▶ **WRITTEN PROBLEM**
Rewrite the rows starting at the line that contains "Where can you see the wall-mounted" and ending at the line that contains "<point>646,178</point>" as a JSON list of strings, one string per line, leaving out any blank lines.

▶ **RAW DATA**
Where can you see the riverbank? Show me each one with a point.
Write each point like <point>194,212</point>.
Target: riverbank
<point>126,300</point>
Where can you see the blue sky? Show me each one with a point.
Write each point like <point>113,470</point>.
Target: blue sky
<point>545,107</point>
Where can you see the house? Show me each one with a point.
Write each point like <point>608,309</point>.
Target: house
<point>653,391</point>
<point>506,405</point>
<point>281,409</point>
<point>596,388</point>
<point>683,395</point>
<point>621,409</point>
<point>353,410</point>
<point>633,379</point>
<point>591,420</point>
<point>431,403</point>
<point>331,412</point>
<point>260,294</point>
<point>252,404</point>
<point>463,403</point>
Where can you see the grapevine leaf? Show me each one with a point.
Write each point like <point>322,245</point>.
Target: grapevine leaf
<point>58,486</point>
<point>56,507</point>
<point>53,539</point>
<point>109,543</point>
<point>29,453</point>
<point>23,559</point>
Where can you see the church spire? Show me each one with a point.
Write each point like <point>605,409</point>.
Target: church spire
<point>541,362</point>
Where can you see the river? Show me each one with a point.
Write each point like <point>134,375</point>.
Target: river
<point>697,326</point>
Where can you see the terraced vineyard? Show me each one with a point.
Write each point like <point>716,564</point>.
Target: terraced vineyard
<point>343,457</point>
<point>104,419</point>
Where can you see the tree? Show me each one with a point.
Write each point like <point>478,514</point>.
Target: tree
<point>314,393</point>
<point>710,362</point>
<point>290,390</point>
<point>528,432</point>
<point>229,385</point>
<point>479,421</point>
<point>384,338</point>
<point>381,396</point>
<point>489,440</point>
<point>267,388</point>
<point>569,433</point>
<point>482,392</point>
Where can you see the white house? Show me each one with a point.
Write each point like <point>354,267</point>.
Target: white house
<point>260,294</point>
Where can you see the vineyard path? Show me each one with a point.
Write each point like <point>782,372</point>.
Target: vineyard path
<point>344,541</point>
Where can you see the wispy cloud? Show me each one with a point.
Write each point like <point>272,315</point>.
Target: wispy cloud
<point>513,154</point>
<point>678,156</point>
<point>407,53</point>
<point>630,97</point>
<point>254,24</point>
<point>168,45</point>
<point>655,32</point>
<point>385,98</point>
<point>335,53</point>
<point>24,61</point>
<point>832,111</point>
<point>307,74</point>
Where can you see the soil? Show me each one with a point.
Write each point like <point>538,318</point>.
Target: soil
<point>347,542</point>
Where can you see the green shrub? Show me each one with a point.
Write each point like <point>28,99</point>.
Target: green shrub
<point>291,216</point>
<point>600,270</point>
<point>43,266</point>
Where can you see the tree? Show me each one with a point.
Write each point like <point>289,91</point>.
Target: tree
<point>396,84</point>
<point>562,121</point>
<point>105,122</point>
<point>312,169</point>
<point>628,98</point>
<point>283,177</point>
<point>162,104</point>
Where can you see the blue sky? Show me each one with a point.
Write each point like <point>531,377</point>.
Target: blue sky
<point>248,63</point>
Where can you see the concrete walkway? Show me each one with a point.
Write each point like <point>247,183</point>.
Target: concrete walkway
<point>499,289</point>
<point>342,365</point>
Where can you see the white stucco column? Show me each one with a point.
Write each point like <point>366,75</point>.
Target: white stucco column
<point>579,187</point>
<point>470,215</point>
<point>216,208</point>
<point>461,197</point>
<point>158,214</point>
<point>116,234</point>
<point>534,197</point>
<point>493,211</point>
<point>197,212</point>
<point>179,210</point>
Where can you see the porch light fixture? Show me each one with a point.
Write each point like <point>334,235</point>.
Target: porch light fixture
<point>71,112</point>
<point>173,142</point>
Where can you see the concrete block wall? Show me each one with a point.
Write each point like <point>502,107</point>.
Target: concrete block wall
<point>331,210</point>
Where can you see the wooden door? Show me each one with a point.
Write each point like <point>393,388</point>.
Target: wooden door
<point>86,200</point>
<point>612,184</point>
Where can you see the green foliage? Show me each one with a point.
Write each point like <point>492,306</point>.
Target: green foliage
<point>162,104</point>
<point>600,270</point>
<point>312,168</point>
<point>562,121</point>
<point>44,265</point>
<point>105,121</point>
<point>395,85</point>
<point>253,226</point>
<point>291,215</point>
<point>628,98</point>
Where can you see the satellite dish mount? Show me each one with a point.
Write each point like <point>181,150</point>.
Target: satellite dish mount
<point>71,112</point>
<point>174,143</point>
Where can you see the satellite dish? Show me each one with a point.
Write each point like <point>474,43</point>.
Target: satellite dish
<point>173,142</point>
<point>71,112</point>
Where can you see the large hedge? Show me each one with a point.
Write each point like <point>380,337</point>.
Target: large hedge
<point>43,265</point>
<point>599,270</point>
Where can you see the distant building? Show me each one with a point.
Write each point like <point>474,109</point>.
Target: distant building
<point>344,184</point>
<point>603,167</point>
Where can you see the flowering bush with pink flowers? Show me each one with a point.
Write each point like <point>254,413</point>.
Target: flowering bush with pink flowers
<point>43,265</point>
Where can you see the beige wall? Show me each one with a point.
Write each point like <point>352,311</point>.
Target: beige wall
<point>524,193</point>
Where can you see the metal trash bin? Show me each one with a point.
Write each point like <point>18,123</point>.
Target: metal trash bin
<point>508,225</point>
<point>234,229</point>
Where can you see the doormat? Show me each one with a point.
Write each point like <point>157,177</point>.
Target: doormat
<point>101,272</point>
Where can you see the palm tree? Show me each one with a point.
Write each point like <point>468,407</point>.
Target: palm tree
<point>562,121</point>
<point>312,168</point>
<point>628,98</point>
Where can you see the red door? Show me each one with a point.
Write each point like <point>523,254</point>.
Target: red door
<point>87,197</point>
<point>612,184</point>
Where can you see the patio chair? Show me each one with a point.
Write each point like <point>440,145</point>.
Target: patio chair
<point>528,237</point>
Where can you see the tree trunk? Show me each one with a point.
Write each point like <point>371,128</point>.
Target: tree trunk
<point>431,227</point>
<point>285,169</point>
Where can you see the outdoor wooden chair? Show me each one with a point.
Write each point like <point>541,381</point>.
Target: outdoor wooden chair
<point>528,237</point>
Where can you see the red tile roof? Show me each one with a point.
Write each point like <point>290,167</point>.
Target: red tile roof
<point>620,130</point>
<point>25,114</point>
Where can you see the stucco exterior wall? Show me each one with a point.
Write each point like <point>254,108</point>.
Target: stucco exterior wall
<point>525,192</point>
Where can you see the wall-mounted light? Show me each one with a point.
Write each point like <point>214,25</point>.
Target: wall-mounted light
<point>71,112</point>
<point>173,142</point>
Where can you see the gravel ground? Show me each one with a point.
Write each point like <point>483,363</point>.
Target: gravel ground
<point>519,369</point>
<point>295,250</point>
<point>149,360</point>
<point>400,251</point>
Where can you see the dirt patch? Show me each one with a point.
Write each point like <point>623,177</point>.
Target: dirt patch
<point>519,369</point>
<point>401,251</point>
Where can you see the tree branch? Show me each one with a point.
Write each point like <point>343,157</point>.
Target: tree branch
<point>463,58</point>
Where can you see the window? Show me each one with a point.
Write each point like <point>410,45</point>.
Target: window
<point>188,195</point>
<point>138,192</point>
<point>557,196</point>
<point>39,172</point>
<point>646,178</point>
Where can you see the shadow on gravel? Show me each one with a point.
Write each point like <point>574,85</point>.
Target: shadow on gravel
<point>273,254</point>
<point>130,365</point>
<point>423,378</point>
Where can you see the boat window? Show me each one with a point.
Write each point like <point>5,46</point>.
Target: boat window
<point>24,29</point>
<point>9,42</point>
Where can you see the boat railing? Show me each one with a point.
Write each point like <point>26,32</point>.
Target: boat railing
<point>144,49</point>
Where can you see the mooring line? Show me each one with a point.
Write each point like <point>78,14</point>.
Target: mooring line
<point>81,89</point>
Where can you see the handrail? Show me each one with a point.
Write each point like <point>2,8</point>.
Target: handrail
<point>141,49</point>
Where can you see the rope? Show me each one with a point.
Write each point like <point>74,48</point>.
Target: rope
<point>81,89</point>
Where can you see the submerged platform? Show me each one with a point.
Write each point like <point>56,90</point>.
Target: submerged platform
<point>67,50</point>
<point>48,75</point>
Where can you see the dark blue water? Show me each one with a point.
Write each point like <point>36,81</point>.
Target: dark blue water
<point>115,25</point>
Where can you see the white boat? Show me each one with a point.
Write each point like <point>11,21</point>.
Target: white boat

▶ **OUTPUT FOR THIS EXERCISE**
[
  "Where can you see the wall-mounted light? Show me each one with a point.",
  "Write each point like <point>214,25</point>.",
  "Target: wall-mounted light",
  "<point>71,112</point>",
  "<point>173,142</point>",
  "Where can you see the gravel ground? Show me each one with a point.",
  "Write each point like <point>483,363</point>.",
  "Target: gravel ground",
  "<point>519,369</point>",
  "<point>295,250</point>",
  "<point>149,360</point>",
  "<point>400,251</point>",
  "Where can you see the dirt patch? Show me each one with a point.",
  "Write each point like <point>623,177</point>.",
  "Target: dirt patch",
  "<point>519,369</point>",
  "<point>401,251</point>",
  "Where can you see the tree branch? Show me each one with a point.",
  "Write each point like <point>343,157</point>.",
  "Target: tree branch",
  "<point>463,58</point>",
  "Where can you see the window? Show me each one with a point.",
  "Write each point like <point>410,45</point>.",
  "Target: window",
  "<point>188,195</point>",
  "<point>138,192</point>",
  "<point>557,196</point>",
  "<point>39,172</point>",
  "<point>646,178</point>"
]